[Extracted data entries]
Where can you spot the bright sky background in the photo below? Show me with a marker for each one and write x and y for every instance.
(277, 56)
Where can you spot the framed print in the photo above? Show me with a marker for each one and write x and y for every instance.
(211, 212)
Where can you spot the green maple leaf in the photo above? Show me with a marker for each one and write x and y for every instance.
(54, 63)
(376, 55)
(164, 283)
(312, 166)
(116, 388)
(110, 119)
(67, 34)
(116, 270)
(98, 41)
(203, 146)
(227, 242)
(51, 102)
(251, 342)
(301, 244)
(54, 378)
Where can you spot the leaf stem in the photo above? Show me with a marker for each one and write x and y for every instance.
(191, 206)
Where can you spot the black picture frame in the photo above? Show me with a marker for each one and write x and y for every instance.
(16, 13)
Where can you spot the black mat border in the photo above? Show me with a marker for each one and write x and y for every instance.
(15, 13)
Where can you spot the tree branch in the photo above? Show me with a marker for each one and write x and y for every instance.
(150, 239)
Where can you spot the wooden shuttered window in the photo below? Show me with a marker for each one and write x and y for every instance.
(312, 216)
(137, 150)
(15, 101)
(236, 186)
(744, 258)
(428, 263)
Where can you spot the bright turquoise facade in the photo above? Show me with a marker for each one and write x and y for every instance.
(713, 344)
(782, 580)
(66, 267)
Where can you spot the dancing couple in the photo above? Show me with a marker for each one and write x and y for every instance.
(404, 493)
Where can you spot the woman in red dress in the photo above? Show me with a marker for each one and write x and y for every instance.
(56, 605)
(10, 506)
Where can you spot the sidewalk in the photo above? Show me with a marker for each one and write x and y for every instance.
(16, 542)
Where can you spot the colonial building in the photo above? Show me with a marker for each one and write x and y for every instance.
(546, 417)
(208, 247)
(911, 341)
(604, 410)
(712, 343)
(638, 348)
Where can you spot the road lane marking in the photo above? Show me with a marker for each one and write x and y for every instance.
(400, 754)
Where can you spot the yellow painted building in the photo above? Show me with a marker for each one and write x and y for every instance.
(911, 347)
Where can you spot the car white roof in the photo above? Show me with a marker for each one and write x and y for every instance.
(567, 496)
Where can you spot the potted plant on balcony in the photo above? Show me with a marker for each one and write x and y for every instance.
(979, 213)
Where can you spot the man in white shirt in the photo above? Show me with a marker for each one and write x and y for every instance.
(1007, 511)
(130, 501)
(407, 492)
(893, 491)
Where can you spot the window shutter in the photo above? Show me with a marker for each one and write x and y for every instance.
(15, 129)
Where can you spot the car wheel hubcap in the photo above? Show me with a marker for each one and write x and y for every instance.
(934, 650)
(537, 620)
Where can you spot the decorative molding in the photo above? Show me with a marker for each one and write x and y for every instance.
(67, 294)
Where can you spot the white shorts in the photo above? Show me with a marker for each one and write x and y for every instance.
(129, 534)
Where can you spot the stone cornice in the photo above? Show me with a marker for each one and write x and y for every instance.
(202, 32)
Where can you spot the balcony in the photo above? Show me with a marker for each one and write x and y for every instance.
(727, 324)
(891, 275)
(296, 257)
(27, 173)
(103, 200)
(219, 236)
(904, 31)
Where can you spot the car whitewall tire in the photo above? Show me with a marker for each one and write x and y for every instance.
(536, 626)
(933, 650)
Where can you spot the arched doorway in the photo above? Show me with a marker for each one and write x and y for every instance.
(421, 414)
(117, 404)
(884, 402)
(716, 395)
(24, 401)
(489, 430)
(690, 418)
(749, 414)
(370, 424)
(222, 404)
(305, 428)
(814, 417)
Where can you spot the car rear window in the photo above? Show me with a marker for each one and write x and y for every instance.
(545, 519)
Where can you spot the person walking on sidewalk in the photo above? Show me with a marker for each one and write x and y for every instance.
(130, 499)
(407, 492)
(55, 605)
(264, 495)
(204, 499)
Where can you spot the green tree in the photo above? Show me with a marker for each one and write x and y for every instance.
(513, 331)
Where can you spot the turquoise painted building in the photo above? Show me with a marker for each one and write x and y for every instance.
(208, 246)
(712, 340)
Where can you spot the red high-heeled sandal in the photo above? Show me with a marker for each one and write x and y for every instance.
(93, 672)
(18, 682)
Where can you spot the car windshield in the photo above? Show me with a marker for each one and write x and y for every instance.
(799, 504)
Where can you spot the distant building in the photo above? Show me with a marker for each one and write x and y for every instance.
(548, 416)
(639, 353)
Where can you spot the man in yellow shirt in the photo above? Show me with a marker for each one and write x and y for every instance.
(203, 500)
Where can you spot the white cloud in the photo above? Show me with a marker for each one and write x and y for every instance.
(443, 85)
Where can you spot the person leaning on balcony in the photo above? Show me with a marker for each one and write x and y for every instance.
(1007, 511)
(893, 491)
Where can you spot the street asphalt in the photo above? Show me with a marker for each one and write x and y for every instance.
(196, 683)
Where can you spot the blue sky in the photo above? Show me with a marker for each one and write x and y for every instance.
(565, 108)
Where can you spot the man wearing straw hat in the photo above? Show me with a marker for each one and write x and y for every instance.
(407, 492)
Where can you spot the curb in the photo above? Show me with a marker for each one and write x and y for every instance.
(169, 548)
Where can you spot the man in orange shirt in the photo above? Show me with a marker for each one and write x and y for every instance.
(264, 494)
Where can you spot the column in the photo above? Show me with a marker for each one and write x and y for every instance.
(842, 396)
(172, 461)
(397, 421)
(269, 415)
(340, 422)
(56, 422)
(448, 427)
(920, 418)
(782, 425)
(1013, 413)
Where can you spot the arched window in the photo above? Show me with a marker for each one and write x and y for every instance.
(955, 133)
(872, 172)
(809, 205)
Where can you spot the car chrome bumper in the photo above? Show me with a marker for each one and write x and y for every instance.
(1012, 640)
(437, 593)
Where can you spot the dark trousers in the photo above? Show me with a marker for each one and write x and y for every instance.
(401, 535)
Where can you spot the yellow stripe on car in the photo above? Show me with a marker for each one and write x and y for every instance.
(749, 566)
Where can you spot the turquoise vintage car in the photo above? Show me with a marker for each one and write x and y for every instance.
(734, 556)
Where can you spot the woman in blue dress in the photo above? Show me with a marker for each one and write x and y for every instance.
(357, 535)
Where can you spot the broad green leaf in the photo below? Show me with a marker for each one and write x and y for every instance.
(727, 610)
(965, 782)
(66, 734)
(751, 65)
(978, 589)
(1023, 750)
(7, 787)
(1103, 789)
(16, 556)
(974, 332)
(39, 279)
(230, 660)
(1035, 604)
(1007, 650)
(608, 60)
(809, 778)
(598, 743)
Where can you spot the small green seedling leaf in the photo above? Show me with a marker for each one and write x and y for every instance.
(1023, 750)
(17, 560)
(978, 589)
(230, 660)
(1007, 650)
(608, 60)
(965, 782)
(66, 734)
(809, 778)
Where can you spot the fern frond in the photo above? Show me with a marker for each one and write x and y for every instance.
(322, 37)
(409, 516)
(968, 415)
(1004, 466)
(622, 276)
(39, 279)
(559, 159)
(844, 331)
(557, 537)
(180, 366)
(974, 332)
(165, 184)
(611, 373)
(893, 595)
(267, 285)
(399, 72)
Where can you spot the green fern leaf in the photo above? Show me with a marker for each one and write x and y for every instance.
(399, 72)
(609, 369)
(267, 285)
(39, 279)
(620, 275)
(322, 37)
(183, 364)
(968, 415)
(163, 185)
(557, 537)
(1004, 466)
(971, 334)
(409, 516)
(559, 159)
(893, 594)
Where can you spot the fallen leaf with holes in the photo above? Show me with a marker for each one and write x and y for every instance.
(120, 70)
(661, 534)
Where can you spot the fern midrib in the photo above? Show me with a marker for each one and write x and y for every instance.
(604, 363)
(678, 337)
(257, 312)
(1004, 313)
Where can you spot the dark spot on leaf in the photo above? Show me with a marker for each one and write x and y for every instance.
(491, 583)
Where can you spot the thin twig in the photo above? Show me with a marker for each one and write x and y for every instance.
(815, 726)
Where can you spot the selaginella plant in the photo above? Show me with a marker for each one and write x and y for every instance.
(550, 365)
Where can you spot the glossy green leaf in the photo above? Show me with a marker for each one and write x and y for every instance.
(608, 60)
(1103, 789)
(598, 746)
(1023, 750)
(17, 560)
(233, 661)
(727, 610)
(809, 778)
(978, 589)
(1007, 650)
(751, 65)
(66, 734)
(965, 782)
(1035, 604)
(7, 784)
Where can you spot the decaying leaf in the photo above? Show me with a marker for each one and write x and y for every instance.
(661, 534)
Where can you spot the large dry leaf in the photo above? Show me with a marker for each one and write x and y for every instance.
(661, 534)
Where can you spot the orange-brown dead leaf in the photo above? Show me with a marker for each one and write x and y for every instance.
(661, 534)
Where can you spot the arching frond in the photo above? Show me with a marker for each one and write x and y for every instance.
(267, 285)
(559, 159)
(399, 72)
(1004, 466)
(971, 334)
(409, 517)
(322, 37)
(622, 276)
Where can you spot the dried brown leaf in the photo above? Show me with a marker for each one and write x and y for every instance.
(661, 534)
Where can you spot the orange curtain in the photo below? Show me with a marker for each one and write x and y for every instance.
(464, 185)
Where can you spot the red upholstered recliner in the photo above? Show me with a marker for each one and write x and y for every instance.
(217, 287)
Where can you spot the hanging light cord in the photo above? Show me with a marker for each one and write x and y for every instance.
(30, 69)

§ **Assignment**
The required output is the line containing "Where can you spot the dried" through the last line of the records above, each copied exactly and nothing more.

§ **Response to this exercise**
Where can you spot the dried brown leaf in the photo above? Show me with a marker for each one and write x and y for every instance.
(661, 534)
Where can you spot the orange curtain in the photo below? Show me with a marker for each one and write x and y for every instance.
(464, 185)
Where can you spot the red upholstered recliner in the photo above? Show me with a marker for each one and write x and y for every instance.
(217, 287)
Where can you spot the hanging light cord in the photo above? Show me with a marker for each one and write x and y for every instance.
(30, 69)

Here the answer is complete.